= Goal of the exercise =
Carry on the passage about membrane bio-reactors in wastewater treatment, starting after its last sentence.

= Document extract =

BEGIN

In aerobic wastewater treatment, membranes are sometimes used to improve the effectiveness of conventional suspended growth systems, such as activated sludge (AS). Suspended growth aerobic rectors incorporating membranes are referred to as membrane bio-reactors (MBR's). MBR's offer many benefits over conventional suspended growth systems, such as: small footprint and HRT requirements; better effluent water quality; disinfection; less sludge production; and the ability to retain biomass within the reactor, facilitating more precise control of SRT and leading to improved operational stability and robustness. For biological N removal, the long SRT and high-suspended solids concentration achieved in the MBR prevents wash out of slow-growing nitrifying bacteria and also improves the nitrifying capability of the system. Since most MBR systems employ a single reactor, the same SRT applies for nitrification and denitrification; this necessitates a large system, since aerobic nitrification is the rate limiting step. While MBRs have been demonstrated for biological N and P removal individually (Fan et al., 1996, Cicek et al., 1999), combined biological N and P removal in MBR's has not been demonstrated.

END

= Material supplied =
BEGIN

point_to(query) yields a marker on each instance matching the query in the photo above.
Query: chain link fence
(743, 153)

END
BEGIN

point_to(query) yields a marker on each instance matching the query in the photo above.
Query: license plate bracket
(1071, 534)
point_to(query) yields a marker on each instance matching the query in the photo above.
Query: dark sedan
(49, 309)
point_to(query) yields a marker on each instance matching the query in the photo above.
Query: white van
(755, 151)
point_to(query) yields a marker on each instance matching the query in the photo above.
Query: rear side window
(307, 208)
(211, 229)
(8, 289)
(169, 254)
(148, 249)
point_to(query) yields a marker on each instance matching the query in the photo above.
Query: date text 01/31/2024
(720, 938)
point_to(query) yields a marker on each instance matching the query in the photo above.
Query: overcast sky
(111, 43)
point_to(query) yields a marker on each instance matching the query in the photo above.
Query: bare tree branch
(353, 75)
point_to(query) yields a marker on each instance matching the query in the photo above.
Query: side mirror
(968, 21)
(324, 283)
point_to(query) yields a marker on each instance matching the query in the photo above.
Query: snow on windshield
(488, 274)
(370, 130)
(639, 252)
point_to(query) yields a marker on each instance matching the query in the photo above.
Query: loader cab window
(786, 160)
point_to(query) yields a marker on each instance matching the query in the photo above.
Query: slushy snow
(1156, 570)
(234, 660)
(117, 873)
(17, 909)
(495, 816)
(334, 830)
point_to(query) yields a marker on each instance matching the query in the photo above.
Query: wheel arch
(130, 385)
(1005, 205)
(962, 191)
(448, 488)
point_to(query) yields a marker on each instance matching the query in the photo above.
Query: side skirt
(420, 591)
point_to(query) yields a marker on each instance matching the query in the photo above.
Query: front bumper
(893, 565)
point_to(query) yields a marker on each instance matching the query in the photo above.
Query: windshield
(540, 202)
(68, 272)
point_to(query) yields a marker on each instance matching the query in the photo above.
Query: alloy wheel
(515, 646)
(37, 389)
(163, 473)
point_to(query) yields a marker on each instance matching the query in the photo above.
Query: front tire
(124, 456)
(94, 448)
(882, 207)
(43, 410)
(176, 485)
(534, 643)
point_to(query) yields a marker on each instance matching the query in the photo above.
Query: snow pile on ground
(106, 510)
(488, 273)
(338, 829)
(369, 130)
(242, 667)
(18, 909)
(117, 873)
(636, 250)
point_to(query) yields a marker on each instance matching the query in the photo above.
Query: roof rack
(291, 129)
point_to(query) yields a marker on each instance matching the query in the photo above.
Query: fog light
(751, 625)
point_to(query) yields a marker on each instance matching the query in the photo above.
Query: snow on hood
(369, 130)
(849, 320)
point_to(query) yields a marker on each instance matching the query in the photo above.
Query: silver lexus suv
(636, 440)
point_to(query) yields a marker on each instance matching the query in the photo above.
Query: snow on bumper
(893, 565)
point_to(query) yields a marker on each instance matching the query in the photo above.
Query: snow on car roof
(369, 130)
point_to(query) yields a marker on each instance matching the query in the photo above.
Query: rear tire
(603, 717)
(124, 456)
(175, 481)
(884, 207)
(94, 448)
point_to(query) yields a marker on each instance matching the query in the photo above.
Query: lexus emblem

END

= Answer for this exercise =
Several attempts have been made to use MBR processes for BNR. U.S. Pat. No. 6,485,645 (Husain, et al.) discloses a biological process for removing nitrogen through nitrification-denitrification and phosphorus using enhanced biological phosphorous removal (EBPR). The aerobic removal of phosphorous by EBPR produces more sludge, than anoxic P uptake, increases the demand for organic carbon, and requires much higher aeration energy. In particular, the process employs an anaerobic reactor that represents only about 9% of the total bioreactor volumes, corresponding to an HRT<1 hour, which is too small to provide significant P treatment. A membrane filter is disclosed for use in the aerobic nitrification reactor. This process is inefficient for treating wastewater containing both phosphorous and nitrogen, particularly where biodegradable organic carbon is limited.
The need therefore still exists for an improved method and process for the treatment of wastewater containing phosphorous and nitrogen.